Which lines in the records contain the word "stick"? Return each of those lines, treating uppercase and lowercase as different.

(Raw records)
============

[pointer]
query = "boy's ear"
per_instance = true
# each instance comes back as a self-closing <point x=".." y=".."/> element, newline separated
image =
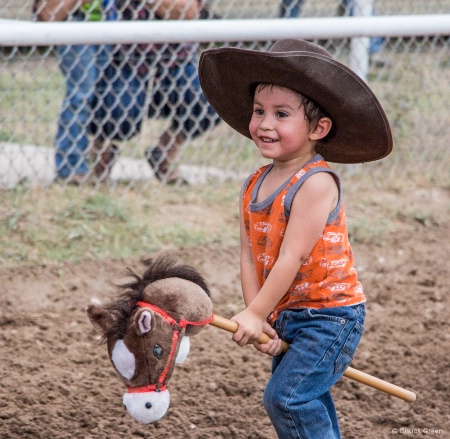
<point x="322" y="128"/>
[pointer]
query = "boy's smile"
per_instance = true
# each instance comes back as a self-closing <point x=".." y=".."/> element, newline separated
<point x="278" y="125"/>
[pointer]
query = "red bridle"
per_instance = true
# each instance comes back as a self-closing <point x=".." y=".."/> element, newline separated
<point x="177" y="326"/>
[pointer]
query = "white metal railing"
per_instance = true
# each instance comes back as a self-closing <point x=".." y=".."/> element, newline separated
<point x="25" y="33"/>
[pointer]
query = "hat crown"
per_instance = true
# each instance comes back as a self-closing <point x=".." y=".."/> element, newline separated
<point x="297" y="45"/>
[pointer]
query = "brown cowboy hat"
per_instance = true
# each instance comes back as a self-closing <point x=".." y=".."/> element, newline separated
<point x="361" y="130"/>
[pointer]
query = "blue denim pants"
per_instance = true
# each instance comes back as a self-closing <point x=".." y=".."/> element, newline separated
<point x="322" y="343"/>
<point x="81" y="67"/>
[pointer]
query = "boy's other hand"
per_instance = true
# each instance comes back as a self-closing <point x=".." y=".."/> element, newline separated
<point x="250" y="327"/>
<point x="273" y="347"/>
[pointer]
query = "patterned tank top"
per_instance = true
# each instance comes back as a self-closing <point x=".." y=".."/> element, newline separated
<point x="327" y="277"/>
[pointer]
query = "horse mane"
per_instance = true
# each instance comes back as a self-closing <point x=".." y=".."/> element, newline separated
<point x="163" y="267"/>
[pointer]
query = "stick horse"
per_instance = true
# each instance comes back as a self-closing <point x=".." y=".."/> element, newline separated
<point x="147" y="332"/>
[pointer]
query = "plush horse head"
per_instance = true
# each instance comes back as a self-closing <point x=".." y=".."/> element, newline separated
<point x="147" y="331"/>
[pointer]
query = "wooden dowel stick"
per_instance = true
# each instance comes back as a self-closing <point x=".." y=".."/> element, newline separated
<point x="354" y="374"/>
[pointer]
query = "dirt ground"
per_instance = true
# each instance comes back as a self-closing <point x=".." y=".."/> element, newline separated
<point x="56" y="380"/>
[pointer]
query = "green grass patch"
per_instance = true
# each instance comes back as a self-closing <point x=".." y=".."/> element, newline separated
<point x="72" y="224"/>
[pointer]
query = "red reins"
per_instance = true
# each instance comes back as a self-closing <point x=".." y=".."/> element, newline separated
<point x="178" y="325"/>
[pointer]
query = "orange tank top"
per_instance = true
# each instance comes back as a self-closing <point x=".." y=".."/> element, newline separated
<point x="327" y="277"/>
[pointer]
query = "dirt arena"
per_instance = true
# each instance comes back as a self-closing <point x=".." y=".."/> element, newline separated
<point x="56" y="381"/>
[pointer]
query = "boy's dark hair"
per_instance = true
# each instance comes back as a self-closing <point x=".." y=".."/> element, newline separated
<point x="313" y="111"/>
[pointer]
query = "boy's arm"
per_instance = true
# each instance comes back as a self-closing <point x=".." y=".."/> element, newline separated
<point x="310" y="209"/>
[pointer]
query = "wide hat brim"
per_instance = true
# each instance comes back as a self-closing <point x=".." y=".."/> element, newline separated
<point x="228" y="77"/>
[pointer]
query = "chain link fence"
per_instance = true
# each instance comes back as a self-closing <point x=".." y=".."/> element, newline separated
<point x="133" y="116"/>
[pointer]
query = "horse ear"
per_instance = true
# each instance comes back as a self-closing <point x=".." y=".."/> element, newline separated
<point x="101" y="319"/>
<point x="144" y="320"/>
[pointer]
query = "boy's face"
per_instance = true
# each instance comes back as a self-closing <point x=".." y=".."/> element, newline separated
<point x="278" y="125"/>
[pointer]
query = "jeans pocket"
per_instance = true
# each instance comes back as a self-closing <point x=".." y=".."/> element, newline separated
<point x="347" y="353"/>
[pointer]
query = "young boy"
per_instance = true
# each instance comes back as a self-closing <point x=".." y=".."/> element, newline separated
<point x="300" y="107"/>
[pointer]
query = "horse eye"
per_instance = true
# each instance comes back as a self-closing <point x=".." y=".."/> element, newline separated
<point x="157" y="351"/>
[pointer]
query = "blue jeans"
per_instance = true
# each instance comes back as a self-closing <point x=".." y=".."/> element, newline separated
<point x="176" y="94"/>
<point x="81" y="67"/>
<point x="322" y="342"/>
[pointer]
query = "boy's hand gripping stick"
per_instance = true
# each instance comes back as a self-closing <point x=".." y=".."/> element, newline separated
<point x="362" y="377"/>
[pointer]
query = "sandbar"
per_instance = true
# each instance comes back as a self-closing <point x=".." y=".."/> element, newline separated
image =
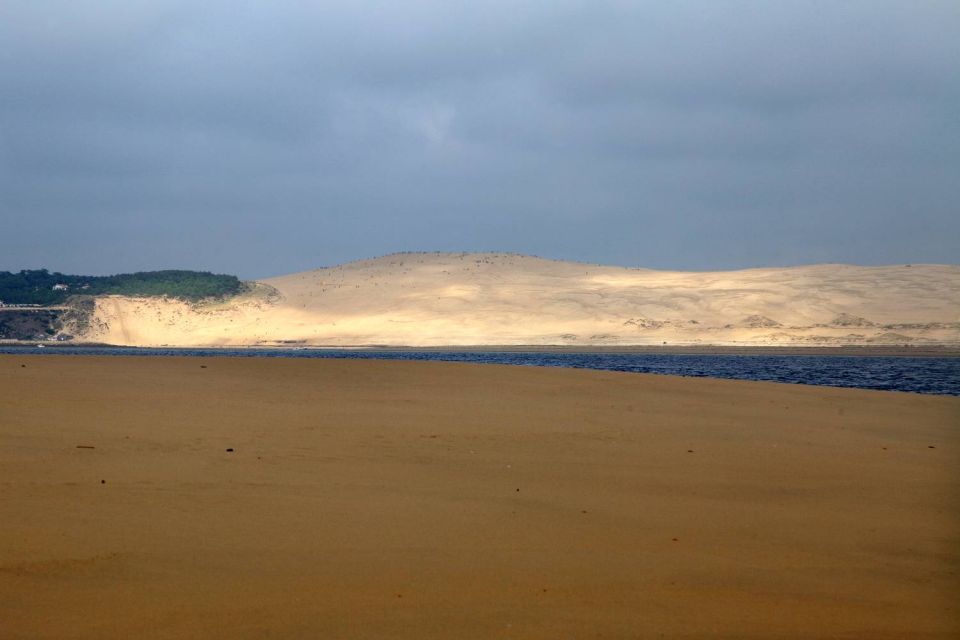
<point x="182" y="497"/>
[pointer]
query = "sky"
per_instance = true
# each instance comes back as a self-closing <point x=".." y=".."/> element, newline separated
<point x="263" y="138"/>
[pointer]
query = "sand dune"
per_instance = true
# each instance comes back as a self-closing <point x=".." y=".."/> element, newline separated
<point x="422" y="299"/>
<point x="251" y="498"/>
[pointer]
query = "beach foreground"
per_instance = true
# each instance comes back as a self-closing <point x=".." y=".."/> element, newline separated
<point x="146" y="497"/>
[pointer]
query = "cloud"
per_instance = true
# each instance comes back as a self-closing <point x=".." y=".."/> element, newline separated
<point x="261" y="139"/>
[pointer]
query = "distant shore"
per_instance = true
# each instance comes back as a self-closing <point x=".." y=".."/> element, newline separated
<point x="926" y="351"/>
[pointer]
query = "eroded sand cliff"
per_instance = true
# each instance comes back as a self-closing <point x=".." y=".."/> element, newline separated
<point x="429" y="299"/>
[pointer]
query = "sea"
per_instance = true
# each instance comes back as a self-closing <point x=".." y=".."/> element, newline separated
<point x="930" y="375"/>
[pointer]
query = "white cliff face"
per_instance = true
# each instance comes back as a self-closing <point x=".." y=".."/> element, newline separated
<point x="424" y="299"/>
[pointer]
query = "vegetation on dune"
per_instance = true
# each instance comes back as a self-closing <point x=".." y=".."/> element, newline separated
<point x="45" y="288"/>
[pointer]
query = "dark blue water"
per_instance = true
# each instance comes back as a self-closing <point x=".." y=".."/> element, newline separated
<point x="919" y="375"/>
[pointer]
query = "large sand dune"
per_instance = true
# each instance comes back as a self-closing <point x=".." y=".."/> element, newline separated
<point x="422" y="299"/>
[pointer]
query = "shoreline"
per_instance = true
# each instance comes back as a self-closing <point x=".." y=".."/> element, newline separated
<point x="247" y="497"/>
<point x="926" y="351"/>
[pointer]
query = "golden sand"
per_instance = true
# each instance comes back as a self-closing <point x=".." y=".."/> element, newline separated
<point x="283" y="498"/>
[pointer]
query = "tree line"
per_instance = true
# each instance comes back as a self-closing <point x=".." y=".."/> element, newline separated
<point x="45" y="288"/>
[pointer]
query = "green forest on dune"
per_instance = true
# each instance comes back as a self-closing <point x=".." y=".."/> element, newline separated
<point x="45" y="288"/>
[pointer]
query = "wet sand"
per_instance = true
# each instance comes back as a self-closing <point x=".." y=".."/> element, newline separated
<point x="145" y="497"/>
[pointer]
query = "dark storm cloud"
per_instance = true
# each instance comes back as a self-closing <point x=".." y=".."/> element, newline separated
<point x="263" y="138"/>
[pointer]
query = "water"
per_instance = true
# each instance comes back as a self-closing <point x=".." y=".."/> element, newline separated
<point x="919" y="375"/>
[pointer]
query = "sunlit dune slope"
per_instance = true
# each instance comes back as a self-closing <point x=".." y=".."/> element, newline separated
<point x="422" y="299"/>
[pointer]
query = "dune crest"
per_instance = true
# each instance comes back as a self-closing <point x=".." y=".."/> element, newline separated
<point x="436" y="299"/>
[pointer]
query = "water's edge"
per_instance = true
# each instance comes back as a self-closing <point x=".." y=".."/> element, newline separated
<point x="929" y="375"/>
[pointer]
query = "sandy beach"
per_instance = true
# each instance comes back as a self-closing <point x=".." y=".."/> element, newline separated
<point x="148" y="497"/>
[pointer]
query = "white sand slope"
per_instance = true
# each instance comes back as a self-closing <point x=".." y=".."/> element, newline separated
<point x="422" y="299"/>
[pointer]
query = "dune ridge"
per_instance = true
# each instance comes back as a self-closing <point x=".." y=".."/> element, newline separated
<point x="441" y="299"/>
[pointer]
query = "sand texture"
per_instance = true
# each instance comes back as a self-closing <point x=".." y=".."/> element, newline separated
<point x="429" y="299"/>
<point x="368" y="499"/>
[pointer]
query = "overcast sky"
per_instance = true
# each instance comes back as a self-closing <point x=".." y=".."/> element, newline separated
<point x="261" y="138"/>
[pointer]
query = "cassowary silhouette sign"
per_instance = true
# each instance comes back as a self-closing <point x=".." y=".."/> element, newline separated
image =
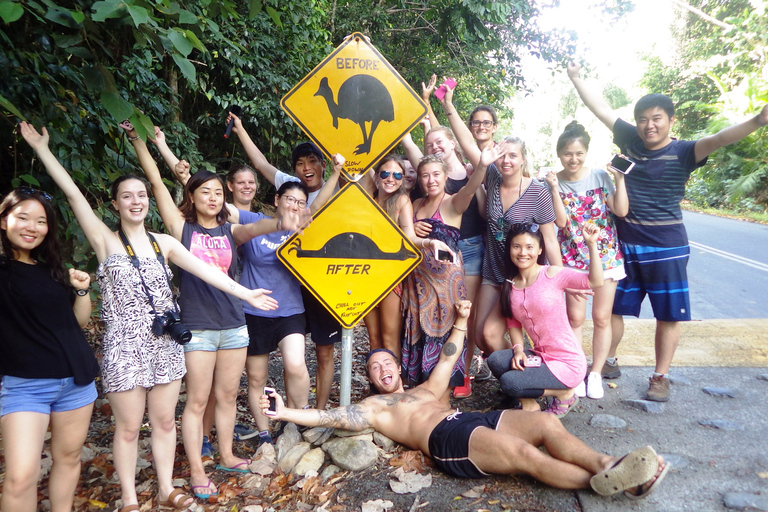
<point x="356" y="104"/>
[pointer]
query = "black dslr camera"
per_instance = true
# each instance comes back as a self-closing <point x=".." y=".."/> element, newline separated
<point x="170" y="323"/>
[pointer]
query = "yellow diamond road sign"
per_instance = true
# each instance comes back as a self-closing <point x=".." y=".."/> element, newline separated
<point x="356" y="104"/>
<point x="351" y="255"/>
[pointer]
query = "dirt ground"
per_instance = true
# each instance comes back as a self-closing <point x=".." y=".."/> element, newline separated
<point x="344" y="492"/>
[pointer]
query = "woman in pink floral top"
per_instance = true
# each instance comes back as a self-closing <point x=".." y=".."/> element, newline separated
<point x="580" y="195"/>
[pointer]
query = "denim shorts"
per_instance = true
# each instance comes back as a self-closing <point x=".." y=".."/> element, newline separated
<point x="472" y="251"/>
<point x="211" y="341"/>
<point x="44" y="395"/>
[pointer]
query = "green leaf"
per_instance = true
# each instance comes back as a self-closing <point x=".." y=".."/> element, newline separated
<point x="180" y="42"/>
<point x="10" y="11"/>
<point x="117" y="107"/>
<point x="275" y="17"/>
<point x="186" y="67"/>
<point x="30" y="180"/>
<point x="7" y="105"/>
<point x="138" y="14"/>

============

• _EXPECTED ANSWER_:
query = "stick horse"
query = "wooden dowel stick"
query = "boy's hand gripping stick"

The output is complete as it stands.